◆ **MATERIAL TO PROCESS**:
########################################
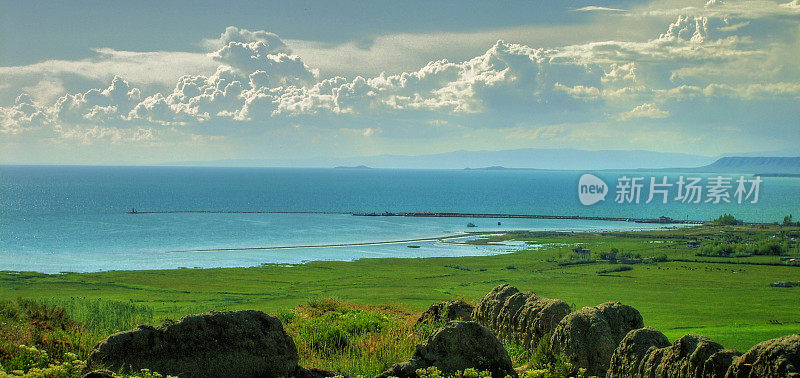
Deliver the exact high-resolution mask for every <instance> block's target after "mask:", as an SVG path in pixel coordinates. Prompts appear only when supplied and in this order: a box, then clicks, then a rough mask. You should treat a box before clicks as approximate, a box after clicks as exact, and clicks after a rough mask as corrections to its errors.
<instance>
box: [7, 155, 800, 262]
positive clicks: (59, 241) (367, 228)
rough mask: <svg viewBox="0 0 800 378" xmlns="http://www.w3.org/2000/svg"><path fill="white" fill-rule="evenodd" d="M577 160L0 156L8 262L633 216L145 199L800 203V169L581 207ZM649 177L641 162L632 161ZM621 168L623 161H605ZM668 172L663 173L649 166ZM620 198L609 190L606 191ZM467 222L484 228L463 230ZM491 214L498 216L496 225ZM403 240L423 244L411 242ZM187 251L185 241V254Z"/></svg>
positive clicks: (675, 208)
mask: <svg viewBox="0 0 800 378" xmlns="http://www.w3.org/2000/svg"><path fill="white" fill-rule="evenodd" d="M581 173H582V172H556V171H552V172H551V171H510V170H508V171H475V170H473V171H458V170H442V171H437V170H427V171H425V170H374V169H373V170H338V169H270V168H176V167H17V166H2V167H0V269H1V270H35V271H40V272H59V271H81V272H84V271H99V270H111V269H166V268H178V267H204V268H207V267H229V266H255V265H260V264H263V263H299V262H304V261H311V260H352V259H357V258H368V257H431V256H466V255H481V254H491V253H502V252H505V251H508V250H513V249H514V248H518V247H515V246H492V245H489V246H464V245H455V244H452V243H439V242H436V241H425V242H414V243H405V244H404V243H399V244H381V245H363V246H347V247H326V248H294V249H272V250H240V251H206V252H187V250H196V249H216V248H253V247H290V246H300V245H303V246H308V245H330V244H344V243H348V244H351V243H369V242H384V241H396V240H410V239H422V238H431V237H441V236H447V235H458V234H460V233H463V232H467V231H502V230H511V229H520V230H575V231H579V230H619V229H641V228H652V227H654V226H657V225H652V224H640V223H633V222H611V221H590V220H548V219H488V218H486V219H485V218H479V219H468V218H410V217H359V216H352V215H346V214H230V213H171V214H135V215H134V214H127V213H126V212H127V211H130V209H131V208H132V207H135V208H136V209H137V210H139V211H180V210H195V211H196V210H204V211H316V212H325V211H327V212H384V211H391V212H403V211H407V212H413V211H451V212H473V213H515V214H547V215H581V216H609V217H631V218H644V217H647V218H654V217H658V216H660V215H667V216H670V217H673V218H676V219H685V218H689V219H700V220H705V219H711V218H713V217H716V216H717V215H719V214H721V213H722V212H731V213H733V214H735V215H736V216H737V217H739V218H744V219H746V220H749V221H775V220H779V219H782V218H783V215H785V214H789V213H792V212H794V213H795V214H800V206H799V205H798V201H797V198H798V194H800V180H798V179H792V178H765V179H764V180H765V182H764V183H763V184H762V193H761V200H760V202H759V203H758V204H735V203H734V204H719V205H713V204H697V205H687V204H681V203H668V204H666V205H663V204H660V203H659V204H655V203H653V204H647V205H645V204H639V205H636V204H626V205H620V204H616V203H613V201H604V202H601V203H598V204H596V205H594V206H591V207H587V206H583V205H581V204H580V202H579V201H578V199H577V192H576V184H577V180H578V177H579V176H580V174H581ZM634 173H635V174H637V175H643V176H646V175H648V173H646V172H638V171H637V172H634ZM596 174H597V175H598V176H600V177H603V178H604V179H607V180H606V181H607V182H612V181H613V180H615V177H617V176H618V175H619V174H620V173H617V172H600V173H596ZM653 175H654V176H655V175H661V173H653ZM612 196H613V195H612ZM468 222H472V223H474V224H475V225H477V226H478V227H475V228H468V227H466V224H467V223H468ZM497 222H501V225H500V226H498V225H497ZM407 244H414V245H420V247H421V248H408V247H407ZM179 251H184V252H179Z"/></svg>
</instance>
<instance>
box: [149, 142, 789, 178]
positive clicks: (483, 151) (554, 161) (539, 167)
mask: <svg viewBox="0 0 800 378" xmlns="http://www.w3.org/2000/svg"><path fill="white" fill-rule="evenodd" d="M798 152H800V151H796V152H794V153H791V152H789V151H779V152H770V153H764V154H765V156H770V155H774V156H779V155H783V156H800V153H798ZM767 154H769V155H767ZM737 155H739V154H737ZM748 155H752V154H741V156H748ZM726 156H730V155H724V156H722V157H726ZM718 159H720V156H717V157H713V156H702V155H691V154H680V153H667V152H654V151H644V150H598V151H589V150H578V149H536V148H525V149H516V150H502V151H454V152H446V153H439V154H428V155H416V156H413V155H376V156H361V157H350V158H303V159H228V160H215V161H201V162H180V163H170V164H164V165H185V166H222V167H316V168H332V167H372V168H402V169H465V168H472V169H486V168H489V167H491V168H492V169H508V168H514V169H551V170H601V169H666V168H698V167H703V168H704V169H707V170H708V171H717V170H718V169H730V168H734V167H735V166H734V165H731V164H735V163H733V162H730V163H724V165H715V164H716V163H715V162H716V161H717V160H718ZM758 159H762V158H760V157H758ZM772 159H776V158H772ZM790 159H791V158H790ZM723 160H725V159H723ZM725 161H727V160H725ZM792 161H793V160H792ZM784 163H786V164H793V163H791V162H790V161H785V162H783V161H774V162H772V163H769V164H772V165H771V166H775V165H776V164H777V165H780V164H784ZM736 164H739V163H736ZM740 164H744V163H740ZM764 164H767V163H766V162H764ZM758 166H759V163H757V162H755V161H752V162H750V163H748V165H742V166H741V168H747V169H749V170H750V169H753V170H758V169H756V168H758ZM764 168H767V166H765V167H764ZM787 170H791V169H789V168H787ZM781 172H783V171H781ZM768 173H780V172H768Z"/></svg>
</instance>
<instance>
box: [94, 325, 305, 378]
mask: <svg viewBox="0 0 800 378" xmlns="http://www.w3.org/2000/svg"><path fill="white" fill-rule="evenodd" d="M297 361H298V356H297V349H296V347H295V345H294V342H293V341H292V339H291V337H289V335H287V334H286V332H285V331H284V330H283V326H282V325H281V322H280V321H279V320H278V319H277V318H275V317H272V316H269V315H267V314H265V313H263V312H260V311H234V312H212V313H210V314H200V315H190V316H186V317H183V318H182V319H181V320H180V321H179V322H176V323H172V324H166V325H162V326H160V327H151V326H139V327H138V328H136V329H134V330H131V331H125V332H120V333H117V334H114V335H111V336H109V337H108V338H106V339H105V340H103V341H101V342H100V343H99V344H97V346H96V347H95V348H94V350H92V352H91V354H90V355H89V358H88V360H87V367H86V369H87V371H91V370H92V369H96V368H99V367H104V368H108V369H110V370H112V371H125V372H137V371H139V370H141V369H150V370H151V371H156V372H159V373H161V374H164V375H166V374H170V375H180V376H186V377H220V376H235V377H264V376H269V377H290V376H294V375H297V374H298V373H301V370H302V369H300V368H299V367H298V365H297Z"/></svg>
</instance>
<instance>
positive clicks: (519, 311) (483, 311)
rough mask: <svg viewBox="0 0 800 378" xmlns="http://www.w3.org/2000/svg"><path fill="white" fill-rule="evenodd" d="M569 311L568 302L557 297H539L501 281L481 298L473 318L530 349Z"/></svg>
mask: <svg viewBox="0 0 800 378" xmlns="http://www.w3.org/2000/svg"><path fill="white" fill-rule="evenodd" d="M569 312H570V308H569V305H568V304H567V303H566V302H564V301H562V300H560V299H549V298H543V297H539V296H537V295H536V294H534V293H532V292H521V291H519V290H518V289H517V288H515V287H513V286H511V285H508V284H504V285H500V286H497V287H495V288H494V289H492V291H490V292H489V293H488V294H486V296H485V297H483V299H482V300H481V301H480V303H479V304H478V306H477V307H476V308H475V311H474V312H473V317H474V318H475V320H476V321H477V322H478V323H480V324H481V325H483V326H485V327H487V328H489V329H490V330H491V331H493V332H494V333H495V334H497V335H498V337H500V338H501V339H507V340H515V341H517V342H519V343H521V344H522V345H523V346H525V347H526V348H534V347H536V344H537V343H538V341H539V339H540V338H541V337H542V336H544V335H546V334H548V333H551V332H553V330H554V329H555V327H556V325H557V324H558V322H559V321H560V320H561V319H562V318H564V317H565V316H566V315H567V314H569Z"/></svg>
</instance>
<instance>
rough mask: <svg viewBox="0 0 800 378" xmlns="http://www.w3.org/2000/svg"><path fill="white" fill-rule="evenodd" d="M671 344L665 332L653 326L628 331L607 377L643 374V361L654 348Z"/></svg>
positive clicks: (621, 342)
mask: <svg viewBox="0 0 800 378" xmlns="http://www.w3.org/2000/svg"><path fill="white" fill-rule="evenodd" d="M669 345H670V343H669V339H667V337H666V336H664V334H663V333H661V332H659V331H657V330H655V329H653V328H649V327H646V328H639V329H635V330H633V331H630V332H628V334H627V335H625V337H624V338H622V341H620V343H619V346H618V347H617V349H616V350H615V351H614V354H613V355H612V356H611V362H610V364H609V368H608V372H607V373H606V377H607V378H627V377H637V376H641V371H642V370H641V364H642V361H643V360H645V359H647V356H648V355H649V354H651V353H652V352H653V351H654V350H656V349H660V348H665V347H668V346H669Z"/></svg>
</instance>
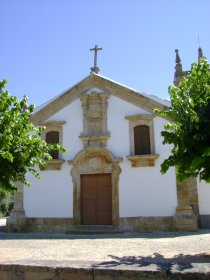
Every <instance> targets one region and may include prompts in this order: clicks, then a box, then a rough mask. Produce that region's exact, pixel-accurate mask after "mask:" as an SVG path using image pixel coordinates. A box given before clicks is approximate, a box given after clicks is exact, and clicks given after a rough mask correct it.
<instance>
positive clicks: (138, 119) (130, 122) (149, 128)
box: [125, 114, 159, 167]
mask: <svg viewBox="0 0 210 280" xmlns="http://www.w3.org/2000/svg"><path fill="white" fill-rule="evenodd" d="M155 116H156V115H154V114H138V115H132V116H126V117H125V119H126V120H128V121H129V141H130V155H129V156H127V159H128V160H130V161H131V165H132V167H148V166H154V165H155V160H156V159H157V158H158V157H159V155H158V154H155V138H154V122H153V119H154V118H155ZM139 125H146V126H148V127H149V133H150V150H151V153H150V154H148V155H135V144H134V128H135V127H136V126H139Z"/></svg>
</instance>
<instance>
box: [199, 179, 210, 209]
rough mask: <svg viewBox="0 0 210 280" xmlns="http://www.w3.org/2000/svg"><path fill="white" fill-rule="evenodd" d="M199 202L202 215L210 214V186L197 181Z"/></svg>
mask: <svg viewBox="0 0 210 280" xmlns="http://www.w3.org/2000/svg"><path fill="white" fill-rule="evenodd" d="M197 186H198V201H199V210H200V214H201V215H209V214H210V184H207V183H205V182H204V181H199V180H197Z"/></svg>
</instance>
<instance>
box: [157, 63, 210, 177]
########################################
◆ **EXERCISE PROMPT**: Extract from the records above every line that contains the word "this", and copy each such line in full.

◆ **REPLY TO THE EXERCISE**:
Deliver the exact high-resolution mask for every <instance> block's target after "mask:", as an SVG path in pixel coordinates. Prompts appear only when supplied and in this order: a box, then clicks, then a rough mask. You should treat a box before clicks as approximate, a box after clicks as exact, and clicks after a rough mask as corrections to its errors.
Every <instance> targets one region and may include prompts in this order: clicks, then a box, then a rough mask. Produce that region's exact, pixel-accurate mask after "mask:" as an SVG path using image pixel coordinates. A box given before clicks is approximate, a box given after clicks is exact, and clicks given after a rough mask correct it.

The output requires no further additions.